» **MATERIAL FOR THIS TASK**:
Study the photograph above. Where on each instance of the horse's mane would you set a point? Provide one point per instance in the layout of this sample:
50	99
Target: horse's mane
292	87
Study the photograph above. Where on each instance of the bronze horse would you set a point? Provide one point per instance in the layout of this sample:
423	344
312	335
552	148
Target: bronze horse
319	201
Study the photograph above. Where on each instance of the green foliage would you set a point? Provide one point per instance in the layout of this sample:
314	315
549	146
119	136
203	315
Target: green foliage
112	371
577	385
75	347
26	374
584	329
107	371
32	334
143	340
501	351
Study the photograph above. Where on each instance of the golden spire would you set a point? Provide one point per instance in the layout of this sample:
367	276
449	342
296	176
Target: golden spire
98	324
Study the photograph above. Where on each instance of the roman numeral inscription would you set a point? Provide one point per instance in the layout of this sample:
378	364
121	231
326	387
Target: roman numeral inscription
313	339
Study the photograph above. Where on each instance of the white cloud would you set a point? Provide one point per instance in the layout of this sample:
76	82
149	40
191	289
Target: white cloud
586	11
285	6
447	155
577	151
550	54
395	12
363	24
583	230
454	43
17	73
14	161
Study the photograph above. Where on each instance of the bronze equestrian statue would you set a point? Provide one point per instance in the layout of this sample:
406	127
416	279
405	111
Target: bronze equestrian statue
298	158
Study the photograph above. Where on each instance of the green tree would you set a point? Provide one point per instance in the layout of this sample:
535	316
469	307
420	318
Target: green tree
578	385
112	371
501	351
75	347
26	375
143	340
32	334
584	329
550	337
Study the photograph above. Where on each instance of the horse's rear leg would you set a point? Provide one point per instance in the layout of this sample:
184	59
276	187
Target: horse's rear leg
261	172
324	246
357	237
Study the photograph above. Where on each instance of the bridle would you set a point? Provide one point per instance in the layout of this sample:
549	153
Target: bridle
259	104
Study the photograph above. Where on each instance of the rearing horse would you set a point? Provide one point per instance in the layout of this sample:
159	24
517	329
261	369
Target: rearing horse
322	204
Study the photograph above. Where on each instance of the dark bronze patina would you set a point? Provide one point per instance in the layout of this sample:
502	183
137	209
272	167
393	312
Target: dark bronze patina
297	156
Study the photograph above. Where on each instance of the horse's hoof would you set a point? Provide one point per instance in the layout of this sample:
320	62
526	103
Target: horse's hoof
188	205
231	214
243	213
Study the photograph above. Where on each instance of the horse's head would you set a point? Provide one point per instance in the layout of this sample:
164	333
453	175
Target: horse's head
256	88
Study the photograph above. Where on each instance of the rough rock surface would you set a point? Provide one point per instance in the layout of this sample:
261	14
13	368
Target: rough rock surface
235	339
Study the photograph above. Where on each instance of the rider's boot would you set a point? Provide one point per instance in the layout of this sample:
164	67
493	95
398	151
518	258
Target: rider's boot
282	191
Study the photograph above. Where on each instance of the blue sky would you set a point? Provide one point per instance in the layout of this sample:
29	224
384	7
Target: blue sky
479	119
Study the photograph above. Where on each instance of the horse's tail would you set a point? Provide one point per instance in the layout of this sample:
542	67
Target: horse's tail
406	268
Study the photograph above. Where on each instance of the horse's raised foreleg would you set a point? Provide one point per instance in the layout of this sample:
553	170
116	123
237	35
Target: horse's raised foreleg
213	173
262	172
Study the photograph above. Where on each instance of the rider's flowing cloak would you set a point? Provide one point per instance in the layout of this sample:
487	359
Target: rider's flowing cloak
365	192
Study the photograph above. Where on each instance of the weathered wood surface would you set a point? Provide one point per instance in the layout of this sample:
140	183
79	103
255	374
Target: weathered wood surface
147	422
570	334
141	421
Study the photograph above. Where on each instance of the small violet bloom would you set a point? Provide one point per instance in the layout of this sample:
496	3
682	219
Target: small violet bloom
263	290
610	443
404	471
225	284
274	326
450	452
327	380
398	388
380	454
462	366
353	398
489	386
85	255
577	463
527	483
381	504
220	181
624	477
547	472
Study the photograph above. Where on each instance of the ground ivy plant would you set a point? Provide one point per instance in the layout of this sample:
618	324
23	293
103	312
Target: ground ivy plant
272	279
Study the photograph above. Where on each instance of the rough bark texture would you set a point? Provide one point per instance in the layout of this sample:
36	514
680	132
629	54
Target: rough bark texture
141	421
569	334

--

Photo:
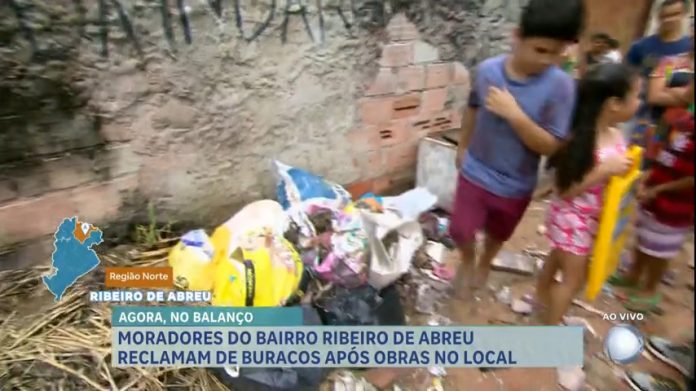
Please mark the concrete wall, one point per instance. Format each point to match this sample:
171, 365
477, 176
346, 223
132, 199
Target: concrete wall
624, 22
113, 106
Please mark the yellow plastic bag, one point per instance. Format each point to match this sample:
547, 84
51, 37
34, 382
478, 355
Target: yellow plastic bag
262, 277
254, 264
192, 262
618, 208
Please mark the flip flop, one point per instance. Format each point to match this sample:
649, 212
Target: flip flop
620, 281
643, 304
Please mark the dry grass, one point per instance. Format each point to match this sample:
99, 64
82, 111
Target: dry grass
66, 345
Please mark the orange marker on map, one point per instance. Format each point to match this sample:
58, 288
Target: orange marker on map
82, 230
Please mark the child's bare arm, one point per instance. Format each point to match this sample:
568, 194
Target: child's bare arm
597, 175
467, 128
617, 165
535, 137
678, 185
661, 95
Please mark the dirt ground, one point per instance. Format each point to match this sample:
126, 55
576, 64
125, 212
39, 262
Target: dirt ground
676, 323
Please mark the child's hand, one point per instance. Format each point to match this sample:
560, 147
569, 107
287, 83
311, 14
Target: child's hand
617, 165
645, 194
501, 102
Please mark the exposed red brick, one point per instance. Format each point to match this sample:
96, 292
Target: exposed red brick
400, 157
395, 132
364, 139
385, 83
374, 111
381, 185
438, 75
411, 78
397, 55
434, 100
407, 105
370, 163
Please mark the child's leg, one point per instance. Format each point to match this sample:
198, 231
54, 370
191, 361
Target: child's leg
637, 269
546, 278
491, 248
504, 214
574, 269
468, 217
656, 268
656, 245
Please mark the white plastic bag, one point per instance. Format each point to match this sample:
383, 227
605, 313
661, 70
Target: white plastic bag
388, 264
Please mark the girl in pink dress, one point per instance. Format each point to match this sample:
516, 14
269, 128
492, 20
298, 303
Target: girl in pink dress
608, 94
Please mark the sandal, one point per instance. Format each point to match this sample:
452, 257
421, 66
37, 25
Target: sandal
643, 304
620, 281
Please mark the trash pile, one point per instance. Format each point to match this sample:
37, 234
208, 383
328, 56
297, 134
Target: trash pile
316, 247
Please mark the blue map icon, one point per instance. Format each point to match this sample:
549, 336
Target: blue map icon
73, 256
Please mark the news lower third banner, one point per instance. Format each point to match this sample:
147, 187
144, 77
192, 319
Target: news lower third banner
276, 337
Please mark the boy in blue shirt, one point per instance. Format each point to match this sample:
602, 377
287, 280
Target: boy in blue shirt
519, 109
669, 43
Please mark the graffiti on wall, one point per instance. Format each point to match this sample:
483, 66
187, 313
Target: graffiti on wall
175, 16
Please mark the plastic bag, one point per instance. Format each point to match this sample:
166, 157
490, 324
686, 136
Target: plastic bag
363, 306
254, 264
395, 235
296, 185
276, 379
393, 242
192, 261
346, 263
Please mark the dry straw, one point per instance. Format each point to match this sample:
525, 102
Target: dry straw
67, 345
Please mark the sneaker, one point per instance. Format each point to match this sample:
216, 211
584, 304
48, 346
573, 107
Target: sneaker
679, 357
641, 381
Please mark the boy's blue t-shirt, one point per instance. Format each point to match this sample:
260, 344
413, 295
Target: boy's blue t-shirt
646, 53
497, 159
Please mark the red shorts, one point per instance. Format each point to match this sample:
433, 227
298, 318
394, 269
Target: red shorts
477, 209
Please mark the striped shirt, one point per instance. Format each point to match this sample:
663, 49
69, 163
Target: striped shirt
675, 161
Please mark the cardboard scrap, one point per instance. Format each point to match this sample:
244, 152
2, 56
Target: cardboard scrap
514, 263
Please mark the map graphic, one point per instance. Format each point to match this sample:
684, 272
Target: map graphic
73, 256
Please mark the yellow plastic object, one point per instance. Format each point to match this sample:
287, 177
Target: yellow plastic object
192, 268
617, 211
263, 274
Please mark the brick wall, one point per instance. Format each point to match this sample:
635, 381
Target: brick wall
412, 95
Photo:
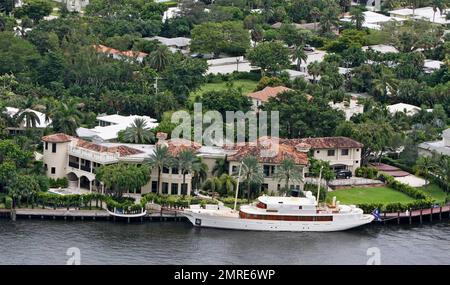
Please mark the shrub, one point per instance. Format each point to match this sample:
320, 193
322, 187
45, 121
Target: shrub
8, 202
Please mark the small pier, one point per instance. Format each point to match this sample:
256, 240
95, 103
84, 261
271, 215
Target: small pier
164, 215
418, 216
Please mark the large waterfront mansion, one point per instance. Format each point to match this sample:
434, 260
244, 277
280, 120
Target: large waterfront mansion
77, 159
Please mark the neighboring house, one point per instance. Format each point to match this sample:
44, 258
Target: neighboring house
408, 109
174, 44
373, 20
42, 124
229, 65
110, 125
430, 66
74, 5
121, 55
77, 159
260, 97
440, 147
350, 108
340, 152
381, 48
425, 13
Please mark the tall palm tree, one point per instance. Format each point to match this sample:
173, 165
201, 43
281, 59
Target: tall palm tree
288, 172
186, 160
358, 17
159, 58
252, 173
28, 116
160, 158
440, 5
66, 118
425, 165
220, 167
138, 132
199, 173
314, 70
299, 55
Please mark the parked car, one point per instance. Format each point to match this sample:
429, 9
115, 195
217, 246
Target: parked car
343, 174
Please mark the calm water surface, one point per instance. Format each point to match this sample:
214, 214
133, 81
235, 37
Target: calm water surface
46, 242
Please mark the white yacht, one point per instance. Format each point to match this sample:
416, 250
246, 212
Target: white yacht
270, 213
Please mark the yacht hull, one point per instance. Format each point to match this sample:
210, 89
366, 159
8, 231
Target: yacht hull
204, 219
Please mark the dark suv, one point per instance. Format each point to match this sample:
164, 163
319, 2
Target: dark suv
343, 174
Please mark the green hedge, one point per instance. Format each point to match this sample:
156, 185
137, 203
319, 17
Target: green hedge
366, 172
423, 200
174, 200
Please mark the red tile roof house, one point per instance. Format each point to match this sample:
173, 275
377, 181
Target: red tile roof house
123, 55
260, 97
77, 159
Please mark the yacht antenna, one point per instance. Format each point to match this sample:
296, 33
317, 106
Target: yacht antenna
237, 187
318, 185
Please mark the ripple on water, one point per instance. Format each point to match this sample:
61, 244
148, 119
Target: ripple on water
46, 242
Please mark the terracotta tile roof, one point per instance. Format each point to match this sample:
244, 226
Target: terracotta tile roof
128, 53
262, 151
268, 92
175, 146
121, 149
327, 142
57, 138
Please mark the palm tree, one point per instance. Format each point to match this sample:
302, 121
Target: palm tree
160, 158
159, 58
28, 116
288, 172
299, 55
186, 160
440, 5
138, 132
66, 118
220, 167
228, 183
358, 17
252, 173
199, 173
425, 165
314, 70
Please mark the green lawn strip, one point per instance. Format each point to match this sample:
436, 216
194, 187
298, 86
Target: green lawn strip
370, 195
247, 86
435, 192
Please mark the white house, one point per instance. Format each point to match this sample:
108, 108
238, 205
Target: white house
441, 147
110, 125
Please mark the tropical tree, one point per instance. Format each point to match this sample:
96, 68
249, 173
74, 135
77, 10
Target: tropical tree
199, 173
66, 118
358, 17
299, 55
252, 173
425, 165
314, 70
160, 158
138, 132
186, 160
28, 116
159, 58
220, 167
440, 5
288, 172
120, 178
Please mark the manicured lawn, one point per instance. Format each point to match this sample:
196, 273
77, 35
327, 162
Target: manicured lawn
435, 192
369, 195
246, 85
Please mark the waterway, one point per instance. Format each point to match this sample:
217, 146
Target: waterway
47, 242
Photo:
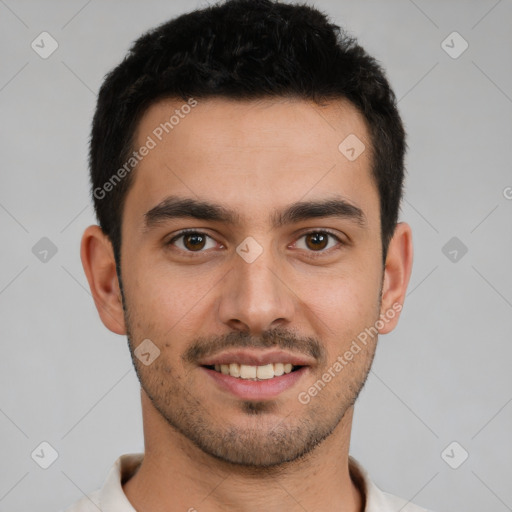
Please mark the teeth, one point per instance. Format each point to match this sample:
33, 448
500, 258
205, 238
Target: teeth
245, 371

---

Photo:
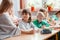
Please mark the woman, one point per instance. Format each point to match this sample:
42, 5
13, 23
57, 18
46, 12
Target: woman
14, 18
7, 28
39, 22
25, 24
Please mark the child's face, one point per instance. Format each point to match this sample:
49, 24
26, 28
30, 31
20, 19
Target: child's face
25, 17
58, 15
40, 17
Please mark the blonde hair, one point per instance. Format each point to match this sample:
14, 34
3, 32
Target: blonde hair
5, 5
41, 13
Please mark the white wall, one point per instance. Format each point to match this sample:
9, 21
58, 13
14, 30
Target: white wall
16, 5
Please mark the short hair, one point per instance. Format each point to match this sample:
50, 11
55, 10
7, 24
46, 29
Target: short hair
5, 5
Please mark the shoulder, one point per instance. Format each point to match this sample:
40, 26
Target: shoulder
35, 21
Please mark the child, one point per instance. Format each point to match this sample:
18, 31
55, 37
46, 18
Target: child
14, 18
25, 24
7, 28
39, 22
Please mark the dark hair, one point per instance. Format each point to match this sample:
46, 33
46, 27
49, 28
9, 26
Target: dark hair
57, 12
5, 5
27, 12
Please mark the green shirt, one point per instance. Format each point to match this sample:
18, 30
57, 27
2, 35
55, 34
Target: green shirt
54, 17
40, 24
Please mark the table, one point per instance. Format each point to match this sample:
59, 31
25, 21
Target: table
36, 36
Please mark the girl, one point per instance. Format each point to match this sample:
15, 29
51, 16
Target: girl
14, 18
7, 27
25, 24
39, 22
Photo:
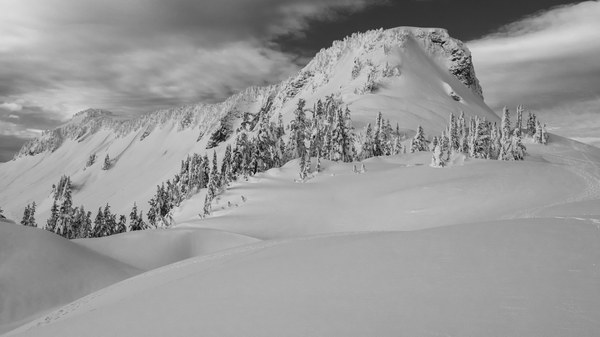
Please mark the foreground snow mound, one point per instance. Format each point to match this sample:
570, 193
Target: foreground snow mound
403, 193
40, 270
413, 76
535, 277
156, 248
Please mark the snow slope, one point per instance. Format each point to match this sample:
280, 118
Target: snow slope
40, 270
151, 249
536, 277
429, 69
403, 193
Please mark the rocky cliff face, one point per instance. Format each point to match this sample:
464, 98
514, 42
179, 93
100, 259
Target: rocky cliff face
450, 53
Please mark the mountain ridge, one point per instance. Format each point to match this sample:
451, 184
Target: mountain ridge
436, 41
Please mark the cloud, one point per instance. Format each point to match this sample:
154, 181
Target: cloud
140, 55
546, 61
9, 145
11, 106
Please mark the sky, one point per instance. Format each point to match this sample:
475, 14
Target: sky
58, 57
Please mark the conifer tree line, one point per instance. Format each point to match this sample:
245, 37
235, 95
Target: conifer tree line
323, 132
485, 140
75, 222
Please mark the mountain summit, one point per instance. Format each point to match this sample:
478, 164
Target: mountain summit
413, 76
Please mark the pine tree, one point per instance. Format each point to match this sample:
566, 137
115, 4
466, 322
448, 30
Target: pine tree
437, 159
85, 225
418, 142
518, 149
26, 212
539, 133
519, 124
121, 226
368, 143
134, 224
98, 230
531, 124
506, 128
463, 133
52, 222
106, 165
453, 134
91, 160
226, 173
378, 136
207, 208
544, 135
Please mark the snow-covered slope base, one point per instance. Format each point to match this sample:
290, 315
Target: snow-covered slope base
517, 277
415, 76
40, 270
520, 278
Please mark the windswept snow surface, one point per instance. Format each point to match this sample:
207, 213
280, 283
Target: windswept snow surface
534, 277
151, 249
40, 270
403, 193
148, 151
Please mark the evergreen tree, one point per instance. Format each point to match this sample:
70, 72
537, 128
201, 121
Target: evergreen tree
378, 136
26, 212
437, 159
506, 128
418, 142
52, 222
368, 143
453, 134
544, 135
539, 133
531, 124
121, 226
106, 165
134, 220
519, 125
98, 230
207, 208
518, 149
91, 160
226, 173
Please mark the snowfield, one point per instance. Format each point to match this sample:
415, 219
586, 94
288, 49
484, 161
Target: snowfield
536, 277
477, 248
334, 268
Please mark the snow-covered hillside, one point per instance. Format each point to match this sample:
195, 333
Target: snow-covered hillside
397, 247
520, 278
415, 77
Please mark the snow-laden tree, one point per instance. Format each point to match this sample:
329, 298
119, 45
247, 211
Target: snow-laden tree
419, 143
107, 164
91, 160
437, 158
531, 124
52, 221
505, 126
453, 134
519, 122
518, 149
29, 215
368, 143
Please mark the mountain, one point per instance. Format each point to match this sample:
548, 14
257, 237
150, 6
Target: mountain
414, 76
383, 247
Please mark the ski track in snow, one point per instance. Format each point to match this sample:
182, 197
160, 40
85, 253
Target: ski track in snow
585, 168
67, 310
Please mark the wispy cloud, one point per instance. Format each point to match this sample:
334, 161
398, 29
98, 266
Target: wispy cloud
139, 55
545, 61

» **PROBLEM**: Identify each line in the material above that contains the word "rough" and copy those lines in full. Matches are case-sensitive.

» **RESPONSE**:
Study the photograph above. Where on each instance of the rough rock surface would you set a point? Provide one point per instance in the layout of this sample:
Target: rough rock surface
Study the photograph above. Where on each instance of the rough bark texture would you set a point? Provide one point per instance in the layout of this sample:
Target: rough bark texture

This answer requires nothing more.